PROBLEM DESCRIPTION
Report each line in the entries below that contains the word "woman", copying every such line in full.

ENTRIES PROVIDED
— start —

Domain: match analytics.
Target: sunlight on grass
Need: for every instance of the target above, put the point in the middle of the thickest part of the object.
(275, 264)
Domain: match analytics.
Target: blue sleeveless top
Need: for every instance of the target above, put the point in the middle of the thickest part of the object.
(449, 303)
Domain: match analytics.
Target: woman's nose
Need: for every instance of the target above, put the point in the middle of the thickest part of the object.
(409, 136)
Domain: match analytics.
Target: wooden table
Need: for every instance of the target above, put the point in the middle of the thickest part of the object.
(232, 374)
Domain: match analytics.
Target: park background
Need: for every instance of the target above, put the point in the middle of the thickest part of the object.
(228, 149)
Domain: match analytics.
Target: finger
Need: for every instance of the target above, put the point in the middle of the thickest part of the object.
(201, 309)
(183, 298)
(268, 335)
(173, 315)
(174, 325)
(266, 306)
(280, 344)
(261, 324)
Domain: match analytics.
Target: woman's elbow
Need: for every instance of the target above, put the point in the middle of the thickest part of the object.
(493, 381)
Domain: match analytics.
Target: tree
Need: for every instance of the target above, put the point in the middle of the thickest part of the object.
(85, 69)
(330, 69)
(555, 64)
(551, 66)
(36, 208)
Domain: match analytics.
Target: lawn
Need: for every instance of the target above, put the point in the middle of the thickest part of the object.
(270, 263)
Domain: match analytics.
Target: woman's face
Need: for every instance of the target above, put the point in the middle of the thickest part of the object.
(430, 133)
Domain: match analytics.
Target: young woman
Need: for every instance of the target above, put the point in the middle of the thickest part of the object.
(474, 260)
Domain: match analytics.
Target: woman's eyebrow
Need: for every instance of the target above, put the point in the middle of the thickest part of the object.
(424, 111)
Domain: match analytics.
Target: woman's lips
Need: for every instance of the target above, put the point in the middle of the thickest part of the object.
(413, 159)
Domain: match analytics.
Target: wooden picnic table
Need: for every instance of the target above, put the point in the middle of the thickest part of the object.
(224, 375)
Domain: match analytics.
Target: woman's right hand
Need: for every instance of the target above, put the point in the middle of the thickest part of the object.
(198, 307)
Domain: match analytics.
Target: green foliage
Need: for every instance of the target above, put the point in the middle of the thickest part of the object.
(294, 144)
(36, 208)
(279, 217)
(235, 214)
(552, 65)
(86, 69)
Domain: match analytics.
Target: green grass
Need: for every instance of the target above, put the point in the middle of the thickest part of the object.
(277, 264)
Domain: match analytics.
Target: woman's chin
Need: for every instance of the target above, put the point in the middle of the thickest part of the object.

— end —

RESPONSE TO THE TASK
Target: woman's nose
Target: woman's elbow
Target: woman's face
Target: young woman
Target: woman's eyebrow
Target: woman's lips
Target: woman's right hand
Target: woman's chin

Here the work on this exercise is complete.